------ Working data

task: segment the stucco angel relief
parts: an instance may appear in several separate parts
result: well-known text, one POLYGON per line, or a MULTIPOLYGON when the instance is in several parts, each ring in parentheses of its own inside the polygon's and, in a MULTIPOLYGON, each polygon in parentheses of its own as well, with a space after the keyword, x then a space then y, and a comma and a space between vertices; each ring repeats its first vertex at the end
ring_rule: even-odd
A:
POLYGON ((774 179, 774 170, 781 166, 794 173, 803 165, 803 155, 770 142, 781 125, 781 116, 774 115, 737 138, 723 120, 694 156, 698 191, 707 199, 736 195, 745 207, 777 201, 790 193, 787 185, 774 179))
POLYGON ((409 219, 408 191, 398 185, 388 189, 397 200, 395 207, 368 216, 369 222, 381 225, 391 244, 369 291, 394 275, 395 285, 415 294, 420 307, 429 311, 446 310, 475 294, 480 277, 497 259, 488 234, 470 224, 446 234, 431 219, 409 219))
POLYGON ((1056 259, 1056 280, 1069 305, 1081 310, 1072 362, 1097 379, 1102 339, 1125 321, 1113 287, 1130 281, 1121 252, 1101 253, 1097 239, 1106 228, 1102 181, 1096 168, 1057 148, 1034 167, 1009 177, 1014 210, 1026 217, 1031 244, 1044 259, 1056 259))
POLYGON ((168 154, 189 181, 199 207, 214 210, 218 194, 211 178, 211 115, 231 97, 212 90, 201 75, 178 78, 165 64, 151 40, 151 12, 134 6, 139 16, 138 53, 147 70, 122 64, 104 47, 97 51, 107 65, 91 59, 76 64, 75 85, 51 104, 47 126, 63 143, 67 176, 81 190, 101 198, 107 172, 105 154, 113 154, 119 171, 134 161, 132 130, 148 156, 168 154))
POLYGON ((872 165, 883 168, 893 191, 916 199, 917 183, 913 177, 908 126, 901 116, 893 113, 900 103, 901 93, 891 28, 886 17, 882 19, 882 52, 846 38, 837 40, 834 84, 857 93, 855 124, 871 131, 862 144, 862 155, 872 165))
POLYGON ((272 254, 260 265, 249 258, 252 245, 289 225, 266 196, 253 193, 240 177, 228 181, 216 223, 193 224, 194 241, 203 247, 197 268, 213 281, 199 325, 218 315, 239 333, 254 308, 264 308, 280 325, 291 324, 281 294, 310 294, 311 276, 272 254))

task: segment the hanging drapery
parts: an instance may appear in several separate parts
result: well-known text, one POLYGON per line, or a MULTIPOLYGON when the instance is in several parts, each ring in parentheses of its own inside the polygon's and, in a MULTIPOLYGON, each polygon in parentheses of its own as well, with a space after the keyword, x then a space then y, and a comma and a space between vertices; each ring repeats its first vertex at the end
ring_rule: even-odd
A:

------------

» **Set exercise**
Convert every line of the items above into a JSON list of strings, one string per line, omitting blank lines.

» **Answer below**
[
  "task: segment the stucco angel relief",
  "parts: an instance may appear in several separate parts",
  "result: well-known text, one POLYGON per line, or a MULTIPOLYGON when the instance is in several parts, each ring in parentheses of its own inside the polygon's and, in a MULTIPOLYGON, each polygon in parentheses of its own as well, with a space after the keyword, x then a space then y, and a comma and a space between vertices; each ring repeats its first vertex at the end",
  "ring_rule: even-odd",
  "A:",
  "POLYGON ((774 179, 774 170, 781 166, 794 173, 803 165, 803 155, 770 142, 781 125, 781 116, 774 115, 737 138, 723 120, 694 156, 698 191, 707 199, 736 195, 745 207, 777 201, 790 193, 787 185, 774 179))",
  "POLYGON ((409 219, 408 191, 398 185, 388 189, 397 200, 395 207, 368 216, 369 222, 381 225, 391 244, 369 291, 394 275, 395 285, 415 294, 420 307, 429 311, 446 310, 475 294, 480 277, 497 259, 488 234, 470 224, 446 234, 431 219, 409 219))",
  "POLYGON ((1056 259, 1056 280, 1069 305, 1081 310, 1072 362, 1097 379, 1102 339, 1125 321, 1113 287, 1130 281, 1121 252, 1101 253, 1097 239, 1106 228, 1102 181, 1096 168, 1057 148, 1034 167, 1009 177, 1014 210, 1026 217, 1031 244, 1044 259, 1056 259))",
  "POLYGON ((168 154, 189 181, 199 207, 214 210, 218 194, 211 178, 211 115, 231 97, 212 90, 201 75, 178 78, 165 64, 151 40, 151 12, 134 6, 139 16, 138 53, 147 70, 122 64, 104 47, 97 51, 107 65, 91 59, 76 64, 75 85, 51 104, 47 126, 63 143, 67 176, 81 190, 101 198, 107 172, 105 154, 113 154, 119 171, 134 161, 132 130, 148 156, 168 154))",
  "POLYGON ((872 165, 883 168, 893 191, 916 199, 917 183, 913 177, 908 126, 901 116, 893 113, 900 103, 901 93, 891 28, 886 17, 882 19, 882 52, 846 38, 837 40, 834 84, 857 93, 855 124, 871 131, 862 144, 862 155, 872 165))",
  "POLYGON ((272 254, 260 265, 249 258, 252 245, 289 225, 266 196, 253 193, 240 177, 228 181, 216 223, 193 224, 194 241, 203 247, 197 268, 213 281, 199 325, 218 315, 239 333, 254 308, 264 308, 280 325, 291 324, 281 294, 310 294, 311 276, 272 254))",
  "task: segment the hanging drapery",
  "parts: an instance may appear in several separate parts",
  "result: well-known text, one POLYGON per line, or a MULTIPOLYGON when the instance is in several parts, each ring in parentheses of its own inside the polygon's and, in a MULTIPOLYGON, each polygon in parentheses of its own as well, with a space after the keyword, x then a space then y, and a comma and a space between vertices; each ring repeats its first vertex at the end",
  "ring_rule: even-odd",
  "A:"
]